───── RECORD LIST ─────

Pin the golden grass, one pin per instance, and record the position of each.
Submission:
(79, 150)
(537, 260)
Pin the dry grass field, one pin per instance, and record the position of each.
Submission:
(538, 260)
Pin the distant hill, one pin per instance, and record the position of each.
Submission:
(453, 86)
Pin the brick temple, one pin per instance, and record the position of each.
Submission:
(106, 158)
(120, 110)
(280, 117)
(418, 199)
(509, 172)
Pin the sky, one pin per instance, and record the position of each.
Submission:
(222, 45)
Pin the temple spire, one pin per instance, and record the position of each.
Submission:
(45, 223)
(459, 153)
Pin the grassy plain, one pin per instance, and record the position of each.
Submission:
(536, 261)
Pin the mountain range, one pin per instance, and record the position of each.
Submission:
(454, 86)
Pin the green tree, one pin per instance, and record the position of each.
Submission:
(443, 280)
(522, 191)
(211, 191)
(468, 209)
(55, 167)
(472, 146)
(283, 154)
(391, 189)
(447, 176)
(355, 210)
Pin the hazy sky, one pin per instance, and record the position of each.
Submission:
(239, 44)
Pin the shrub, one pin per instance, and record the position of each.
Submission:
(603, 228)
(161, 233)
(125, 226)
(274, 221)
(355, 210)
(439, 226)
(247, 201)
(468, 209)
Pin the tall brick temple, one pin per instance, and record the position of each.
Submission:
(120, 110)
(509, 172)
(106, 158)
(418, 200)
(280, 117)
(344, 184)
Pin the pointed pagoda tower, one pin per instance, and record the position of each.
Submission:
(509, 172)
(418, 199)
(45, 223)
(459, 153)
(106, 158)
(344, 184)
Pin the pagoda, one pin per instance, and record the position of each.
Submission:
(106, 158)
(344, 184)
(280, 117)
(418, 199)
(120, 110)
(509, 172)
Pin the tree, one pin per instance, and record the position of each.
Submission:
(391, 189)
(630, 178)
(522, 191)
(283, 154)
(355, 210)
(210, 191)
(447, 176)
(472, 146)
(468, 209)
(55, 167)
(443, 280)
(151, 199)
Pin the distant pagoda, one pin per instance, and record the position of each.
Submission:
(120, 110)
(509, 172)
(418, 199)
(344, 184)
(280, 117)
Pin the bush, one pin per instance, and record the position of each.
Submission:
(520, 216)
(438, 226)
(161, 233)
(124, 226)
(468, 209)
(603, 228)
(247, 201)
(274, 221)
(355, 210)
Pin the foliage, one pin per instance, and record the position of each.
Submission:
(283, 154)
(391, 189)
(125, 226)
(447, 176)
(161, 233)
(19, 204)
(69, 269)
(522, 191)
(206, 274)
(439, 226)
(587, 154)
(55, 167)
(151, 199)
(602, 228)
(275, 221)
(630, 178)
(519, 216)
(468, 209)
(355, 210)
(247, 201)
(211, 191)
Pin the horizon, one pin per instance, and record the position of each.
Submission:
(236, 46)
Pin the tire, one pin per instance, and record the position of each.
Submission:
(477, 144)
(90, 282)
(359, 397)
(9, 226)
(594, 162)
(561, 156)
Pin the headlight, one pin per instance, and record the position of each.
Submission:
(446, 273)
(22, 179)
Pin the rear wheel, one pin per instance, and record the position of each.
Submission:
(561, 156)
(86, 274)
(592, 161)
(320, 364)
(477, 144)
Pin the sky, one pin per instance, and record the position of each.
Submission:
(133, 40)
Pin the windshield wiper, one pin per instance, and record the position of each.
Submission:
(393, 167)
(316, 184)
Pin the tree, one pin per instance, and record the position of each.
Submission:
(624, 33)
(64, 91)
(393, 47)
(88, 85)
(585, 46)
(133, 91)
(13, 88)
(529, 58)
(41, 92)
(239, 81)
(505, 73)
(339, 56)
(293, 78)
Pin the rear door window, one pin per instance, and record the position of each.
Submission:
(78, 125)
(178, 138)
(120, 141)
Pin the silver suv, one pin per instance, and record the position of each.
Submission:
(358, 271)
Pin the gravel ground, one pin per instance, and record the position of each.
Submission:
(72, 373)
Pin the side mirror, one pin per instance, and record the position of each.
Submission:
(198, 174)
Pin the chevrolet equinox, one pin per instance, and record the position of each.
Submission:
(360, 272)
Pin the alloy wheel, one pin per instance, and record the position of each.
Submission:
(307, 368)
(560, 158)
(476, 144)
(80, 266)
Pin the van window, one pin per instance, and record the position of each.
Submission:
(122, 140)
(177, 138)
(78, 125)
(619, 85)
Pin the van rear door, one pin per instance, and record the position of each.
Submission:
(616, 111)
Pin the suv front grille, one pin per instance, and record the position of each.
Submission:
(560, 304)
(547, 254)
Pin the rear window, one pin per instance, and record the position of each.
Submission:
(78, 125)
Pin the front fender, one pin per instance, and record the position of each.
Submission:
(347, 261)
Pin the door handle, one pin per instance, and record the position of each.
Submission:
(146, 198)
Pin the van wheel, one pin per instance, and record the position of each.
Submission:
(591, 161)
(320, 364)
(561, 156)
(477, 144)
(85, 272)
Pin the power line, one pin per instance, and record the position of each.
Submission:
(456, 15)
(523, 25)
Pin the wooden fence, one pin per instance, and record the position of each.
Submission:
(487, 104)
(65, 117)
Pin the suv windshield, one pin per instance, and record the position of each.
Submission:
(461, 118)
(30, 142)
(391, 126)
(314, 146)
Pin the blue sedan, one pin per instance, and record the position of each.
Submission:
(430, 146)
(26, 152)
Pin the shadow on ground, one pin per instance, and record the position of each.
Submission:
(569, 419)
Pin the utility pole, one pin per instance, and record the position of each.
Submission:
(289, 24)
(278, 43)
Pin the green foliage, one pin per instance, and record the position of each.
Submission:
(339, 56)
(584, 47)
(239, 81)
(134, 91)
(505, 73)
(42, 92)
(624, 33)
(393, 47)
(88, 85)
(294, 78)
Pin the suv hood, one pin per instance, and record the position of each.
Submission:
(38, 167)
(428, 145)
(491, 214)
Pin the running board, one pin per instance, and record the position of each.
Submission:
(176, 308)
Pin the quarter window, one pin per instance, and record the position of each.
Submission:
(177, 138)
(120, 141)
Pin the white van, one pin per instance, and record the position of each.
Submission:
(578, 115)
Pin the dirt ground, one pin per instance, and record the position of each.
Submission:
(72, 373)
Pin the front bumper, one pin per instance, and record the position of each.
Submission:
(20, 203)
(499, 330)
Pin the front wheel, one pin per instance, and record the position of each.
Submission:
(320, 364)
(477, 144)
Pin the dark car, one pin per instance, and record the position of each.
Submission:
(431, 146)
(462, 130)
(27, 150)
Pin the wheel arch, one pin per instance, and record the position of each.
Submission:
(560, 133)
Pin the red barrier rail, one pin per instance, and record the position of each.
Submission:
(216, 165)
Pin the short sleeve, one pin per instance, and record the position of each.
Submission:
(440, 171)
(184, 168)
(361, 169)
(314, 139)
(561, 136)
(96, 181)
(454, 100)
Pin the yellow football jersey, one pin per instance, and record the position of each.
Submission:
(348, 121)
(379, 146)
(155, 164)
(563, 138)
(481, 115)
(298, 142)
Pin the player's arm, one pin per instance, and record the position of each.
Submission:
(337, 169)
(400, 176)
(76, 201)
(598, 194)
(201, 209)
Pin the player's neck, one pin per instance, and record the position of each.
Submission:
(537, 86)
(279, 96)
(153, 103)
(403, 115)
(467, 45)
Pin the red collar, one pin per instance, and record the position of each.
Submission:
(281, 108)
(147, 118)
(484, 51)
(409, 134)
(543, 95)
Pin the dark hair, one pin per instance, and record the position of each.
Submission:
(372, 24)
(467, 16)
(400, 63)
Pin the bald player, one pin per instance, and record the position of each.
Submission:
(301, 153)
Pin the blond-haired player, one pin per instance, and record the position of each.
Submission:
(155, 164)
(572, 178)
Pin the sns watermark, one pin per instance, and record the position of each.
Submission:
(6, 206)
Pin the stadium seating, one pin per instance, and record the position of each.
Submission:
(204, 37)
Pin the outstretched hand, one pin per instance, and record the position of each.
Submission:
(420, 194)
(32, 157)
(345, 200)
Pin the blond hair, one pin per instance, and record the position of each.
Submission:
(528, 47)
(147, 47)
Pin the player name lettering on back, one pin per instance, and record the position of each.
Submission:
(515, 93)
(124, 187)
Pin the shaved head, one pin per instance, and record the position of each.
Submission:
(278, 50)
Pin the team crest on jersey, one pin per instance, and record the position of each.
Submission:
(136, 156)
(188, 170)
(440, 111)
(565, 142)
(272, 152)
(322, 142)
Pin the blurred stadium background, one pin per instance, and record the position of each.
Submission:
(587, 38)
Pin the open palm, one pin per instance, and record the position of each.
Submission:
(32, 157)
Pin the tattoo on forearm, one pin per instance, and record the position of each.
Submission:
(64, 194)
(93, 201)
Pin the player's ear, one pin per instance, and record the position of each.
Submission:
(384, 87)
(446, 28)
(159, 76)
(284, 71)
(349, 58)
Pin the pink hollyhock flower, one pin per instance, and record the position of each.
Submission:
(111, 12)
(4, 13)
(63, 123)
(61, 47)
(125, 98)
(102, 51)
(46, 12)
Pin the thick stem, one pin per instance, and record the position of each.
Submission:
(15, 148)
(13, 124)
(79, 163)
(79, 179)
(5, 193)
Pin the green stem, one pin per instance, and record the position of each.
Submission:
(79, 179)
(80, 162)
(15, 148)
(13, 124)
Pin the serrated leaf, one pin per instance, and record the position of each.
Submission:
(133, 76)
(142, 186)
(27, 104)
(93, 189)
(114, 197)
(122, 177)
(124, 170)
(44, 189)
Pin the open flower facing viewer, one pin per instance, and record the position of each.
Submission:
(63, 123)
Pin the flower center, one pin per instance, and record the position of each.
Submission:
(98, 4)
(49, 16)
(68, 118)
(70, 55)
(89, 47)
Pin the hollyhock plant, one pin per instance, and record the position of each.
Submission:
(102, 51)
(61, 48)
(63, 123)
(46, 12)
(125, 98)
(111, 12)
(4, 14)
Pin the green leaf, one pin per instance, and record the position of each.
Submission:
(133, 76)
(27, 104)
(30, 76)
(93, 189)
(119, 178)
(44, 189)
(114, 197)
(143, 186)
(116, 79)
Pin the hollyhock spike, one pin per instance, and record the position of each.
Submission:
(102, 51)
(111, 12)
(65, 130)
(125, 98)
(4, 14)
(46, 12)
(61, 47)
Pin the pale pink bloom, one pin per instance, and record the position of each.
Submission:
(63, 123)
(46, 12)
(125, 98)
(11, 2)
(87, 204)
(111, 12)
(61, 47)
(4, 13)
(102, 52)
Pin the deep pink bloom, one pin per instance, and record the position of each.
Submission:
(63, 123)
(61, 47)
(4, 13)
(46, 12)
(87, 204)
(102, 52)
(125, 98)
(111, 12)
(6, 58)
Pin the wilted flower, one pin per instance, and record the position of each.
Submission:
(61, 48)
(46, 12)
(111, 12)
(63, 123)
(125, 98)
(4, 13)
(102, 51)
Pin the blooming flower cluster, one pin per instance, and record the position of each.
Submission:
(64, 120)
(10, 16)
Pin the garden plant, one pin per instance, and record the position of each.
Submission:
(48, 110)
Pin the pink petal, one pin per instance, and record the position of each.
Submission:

─────

**EXERCISE**
Swap "pink petal" for "red petal" in the stretch from the line containing "Pin the pink petal, one" through the last line. Write out only that stretch again, with everything else left unchanged.

**COMPLETED TASK**
Pin the red petal, one pin per instance, and record the position of each.
Submission:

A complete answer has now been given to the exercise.